INPUT MATERIAL:
-----

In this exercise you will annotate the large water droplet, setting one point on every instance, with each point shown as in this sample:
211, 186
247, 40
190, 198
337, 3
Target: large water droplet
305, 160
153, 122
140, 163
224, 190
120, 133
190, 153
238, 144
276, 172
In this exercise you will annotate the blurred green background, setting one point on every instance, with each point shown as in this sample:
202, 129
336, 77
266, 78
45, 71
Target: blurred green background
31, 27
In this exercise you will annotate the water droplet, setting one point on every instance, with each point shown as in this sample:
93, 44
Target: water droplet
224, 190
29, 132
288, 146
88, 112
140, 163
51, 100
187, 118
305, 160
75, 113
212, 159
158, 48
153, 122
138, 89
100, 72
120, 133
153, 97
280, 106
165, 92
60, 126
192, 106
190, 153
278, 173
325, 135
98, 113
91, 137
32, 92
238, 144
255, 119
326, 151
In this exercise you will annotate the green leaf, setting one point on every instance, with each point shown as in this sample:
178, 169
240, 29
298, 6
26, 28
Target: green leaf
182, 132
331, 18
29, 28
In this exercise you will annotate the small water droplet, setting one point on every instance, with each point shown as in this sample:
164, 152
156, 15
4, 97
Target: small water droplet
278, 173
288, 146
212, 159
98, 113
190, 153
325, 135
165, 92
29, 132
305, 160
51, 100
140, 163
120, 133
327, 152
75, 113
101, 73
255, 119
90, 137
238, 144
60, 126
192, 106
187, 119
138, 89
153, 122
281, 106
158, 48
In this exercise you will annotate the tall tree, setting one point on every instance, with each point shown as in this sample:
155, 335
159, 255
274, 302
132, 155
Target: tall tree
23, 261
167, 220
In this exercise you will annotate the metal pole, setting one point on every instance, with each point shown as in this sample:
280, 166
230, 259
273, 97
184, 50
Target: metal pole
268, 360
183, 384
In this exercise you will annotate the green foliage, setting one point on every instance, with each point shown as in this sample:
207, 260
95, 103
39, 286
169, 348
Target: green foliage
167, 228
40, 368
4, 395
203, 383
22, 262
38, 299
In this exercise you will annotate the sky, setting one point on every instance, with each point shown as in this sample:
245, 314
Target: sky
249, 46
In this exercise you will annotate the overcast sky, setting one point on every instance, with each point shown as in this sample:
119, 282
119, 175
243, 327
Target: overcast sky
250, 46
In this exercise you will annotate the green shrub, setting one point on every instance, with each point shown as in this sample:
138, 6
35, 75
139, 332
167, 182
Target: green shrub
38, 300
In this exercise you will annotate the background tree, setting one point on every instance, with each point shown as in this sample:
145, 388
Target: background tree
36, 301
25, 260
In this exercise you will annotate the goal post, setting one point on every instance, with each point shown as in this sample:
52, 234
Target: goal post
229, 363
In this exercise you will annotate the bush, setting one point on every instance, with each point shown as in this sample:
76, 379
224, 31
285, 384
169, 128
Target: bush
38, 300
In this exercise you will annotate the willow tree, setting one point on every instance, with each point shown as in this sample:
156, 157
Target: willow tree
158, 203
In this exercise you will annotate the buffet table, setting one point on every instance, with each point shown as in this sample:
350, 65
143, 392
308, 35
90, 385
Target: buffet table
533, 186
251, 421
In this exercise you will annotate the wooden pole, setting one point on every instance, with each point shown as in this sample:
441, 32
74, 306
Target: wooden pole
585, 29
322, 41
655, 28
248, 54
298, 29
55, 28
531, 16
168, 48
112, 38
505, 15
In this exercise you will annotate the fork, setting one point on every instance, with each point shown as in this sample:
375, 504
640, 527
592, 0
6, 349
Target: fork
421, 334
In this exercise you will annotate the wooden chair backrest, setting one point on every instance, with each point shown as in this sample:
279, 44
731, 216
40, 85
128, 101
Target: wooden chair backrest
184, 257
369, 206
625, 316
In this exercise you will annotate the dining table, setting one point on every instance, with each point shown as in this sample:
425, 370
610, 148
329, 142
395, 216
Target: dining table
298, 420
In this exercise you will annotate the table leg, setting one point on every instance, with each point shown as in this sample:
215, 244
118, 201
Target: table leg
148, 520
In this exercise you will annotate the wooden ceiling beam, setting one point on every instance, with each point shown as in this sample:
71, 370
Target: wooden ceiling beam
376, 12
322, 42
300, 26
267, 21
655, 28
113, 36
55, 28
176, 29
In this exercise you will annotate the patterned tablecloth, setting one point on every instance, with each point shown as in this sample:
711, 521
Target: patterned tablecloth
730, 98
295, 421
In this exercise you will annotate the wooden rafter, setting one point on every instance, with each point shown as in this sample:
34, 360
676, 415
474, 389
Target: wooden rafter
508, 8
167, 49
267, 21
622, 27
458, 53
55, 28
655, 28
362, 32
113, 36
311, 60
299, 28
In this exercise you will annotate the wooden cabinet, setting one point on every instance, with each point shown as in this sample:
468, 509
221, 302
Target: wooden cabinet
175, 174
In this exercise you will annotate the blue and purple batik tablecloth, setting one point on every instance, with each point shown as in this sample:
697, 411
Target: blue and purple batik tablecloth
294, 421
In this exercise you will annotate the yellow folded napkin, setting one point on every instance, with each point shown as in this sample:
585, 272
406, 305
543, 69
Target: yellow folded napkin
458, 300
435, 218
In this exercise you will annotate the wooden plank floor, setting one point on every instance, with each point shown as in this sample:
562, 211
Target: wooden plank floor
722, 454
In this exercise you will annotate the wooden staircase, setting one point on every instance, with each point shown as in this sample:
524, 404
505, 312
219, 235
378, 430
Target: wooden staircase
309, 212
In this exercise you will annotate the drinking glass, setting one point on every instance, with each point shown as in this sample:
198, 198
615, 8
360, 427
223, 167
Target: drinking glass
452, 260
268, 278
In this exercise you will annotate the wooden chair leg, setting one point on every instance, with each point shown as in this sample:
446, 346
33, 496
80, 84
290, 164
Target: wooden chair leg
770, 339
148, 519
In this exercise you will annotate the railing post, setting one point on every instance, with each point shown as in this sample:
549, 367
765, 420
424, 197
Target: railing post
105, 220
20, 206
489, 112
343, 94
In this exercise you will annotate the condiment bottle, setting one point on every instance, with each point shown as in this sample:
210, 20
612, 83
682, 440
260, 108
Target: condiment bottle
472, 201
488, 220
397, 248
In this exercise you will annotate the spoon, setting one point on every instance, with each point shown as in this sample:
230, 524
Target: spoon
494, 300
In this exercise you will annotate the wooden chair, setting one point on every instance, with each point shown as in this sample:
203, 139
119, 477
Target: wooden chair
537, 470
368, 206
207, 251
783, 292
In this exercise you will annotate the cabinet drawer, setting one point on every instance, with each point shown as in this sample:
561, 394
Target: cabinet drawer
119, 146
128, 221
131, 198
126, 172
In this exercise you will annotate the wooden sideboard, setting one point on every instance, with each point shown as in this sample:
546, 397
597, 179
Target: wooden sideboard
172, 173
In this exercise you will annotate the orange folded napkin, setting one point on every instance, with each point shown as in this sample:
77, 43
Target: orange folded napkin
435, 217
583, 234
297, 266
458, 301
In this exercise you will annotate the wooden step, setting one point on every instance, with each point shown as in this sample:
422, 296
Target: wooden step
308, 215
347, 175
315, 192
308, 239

-----

PROMPT:
Retype the data shown above so that each line matches the original.

WRITTEN SOLUTION:
In this exercise you will annotate the large water droplet, setting one point on every instance, with each point shown as in this sample:
211, 186
247, 40
190, 198
337, 3
Target: large water droplet
305, 160
153, 122
140, 163
224, 190
120, 133
190, 153
238, 144
276, 172
In this exercise you will annotate the blurred green background, setting one point on every instance, with each point shown as in this sample:
202, 129
336, 77
266, 78
45, 71
Target: blurred green background
31, 27
In this exercise you will annotate the water droplet, setting one point on every instance, with each point shown as in this sample:
93, 44
Target: water droplet
224, 190
29, 132
288, 146
88, 112
140, 163
51, 100
187, 118
305, 160
75, 113
212, 159
158, 48
153, 122
138, 89
100, 72
120, 133
153, 97
280, 106
165, 92
60, 126
192, 106
190, 153
278, 173
325, 135
98, 113
91, 137
32, 92
238, 144
255, 119
326, 151
In this exercise you will annotate the green leaf, setting one point on every instance, with each point shown as in this sample:
178, 169
240, 29
298, 6
26, 28
Target: green leaf
182, 132
331, 18
29, 28
In this exercise you will annotate the small water droplet, setting one point on every instance, with each point shown as in this sample:
164, 152
156, 15
4, 97
Target: small water droplet
278, 173
288, 146
212, 159
98, 113
190, 153
325, 135
165, 92
29, 132
305, 160
51, 100
140, 163
120, 133
327, 152
75, 113
101, 73
255, 119
90, 137
238, 144
60, 126
192, 106
187, 119
138, 89
153, 122
281, 106
158, 48
In this exercise you will annotate the tall tree, setting one point on every instance, with each point shown as in this sample:
155, 335
159, 255
274, 302
132, 155
Target: tall tree
23, 261
167, 220
In this exercise you will annotate the metal pole, setting one point on every instance, with each point shown as in this sample:
280, 166
230, 259
273, 97
184, 50
Target: metal pole
268, 360
183, 384
In this exercise you will annotate the green foliage, setting one point on every instance, with each point shown as in this sample:
207, 260
95, 103
39, 286
169, 348
Target: green foliage
167, 228
40, 368
4, 395
203, 383
22, 262
38, 299
In this exercise you will annotate the sky, setting one point on every instance, with each point shown as in this sample:
245, 314
Target: sky
249, 46
In this exercise you will annotate the overcast sky, setting one point on every instance, with each point shown as in this sample:
119, 282
119, 175
243, 327
Target: overcast sky
250, 46
In this exercise you will annotate the green shrub, setting one point on every instance, with each point shown as in this sample:
138, 6
35, 75
139, 332
167, 182
Target: green shrub
38, 300
In this exercise you will annotate the background tree, setting one point on every instance, with each point shown as in this sample:
145, 388
Target: background tree
36, 301
25, 260
In this exercise you will annotate the goal post, setting one point on every instance, with each point shown as in this sample:
52, 234
Target: goal post
229, 363
In this exercise you will annotate the bush, setting one point on every instance, with each point shown as in this sample:
76, 379
224, 31
285, 384
169, 128
Target: bush
38, 300
In this exercise you will annotate the willow tree, setting one point on every instance, with each point shown as in this sample:
156, 157
Target: willow tree
158, 203
In this exercise you will annotate the buffet table, setting one point on every instance, with each point shown as in this sample:
350, 65
143, 392
308, 35
90, 385
Target: buffet table
533, 186
251, 421
In this exercise you will annotate the wooden pole, setting one point on every instance, with each point shown as in this sample:
441, 32
74, 306
Target: wooden pole
585, 29
322, 41
655, 28
248, 54
298, 29
55, 28
531, 16
168, 48
112, 38
505, 15
In this exercise you will annotate the fork, setting one point on every instance, with each point shown as in this sample:
375, 504
640, 527
592, 0
6, 349
Target: fork
421, 334
In this exercise you will annotate the wooden chair backrest, setting one point on every instance, with each point shown as in this sample:
279, 44
731, 216
40, 85
128, 101
Target: wooden chair backrest
184, 257
369, 206
625, 316
In this exercise you will annotate the dining table, setting one point on every instance, with each point shown as in this sample:
425, 370
610, 148
329, 142
395, 216
Target: dining table
298, 420
In this exercise you will annotate the table leg, setting one point on every instance, with each point shown as in this sample:
215, 244
118, 201
Target: table leg
148, 520
In this exercise you will annotate the wooden ceiling beam, setting one point on every instance, with each point shown as in this sample:
71, 370
Target: wooden ceiling beam
376, 12
322, 42
300, 26
267, 21
655, 28
113, 36
55, 28
176, 29
In this exercise you will annotate the patterned tablecloth, setting one point on every instance, with each point shown as in this sample:
711, 521
Target: patterned tablecloth
730, 98
295, 421
In this exercise you will annotate the wooden rafter, setting one point on every instance, with each point shown as in this sample:
34, 360
676, 415
474, 389
Target: wooden rafter
508, 8
167, 49
267, 21
622, 27
458, 53
55, 28
655, 28
362, 32
113, 36
311, 60
299, 28
In this exercise you will annotate the wooden cabinet, setting one point on every instance, with each point shown as in this sample:
468, 509
221, 302
Target: wooden cabinet
175, 174
In this exercise you will annotate the blue and purple batik tablecloth, setting one point on every instance, with each point shown as in this sample:
697, 411
Target: blue and purple batik tablecloth
294, 421
In this exercise you will annotate the yellow folded napkin, setting one point on every instance, with each point shown as in this sample:
585, 272
406, 305
543, 69
Target: yellow folded napkin
458, 300
435, 218
In this exercise you will annotate the wooden plank floor, setting one point on every instance, with each point shown as in this sample:
562, 211
Target: wooden plank floor
722, 454
In this exercise you will annotate the wooden staircase, setting one point on every instance, with each point shown as in this sample:
524, 404
505, 312
219, 235
378, 430
Target: wooden staircase
309, 212
In this exercise you will annotate the drinking glass, setting one point on every instance, with each point shown as in this sample:
198, 198
615, 8
360, 427
223, 167
Target: drinking glass
452, 260
268, 278
In this exercise you will annotate the wooden chair leg, setting one point on every instance, with each point shown as in this sample:
446, 346
33, 496
80, 84
290, 164
Target: wooden chair leg
770, 339
148, 519
In this exercise you will annotate the railing post, setting one point on every instance, with each point shown as in this sample:
549, 367
765, 420
424, 197
Target: railing post
105, 220
20, 206
489, 112
343, 94
In this exercise you will annotate the condiment bottle, setting one point on every instance, with each point shown as in this sample:
210, 20
612, 83
682, 440
260, 108
Target: condiment bottle
472, 201
488, 220
397, 248
In this exercise you will annotate the spoon, setting one point on every instance, with each point shown as in this sample:
230, 524
Target: spoon
494, 300
In this exercise you will annotate the wooden chair, setting one point on every instance, with each point shown as in this sample:
203, 139
119, 477
Target: wooden chair
537, 470
368, 206
207, 251
783, 292
In this exercise you will annotate the cabinet drawer, setting one point on every instance, with each point shown as in this sample:
561, 394
Target: cabinet drawer
119, 146
128, 221
131, 198
126, 172
In this exercise you will annotate the wooden sideboard, setting one point on every instance, with each point shown as in this sample:
546, 397
597, 179
Target: wooden sideboard
172, 173
In this exercise you will annotate the orange folded napkin, setting one point on every instance, with each point shown as in this sample:
77, 43
Target: orange folded napkin
435, 217
583, 234
297, 266
458, 301
In this exercise you will annotate the wooden step, setting one point on every instance, with each point shown as in this sample:
422, 296
Target: wooden step
308, 215
347, 175
315, 192
308, 239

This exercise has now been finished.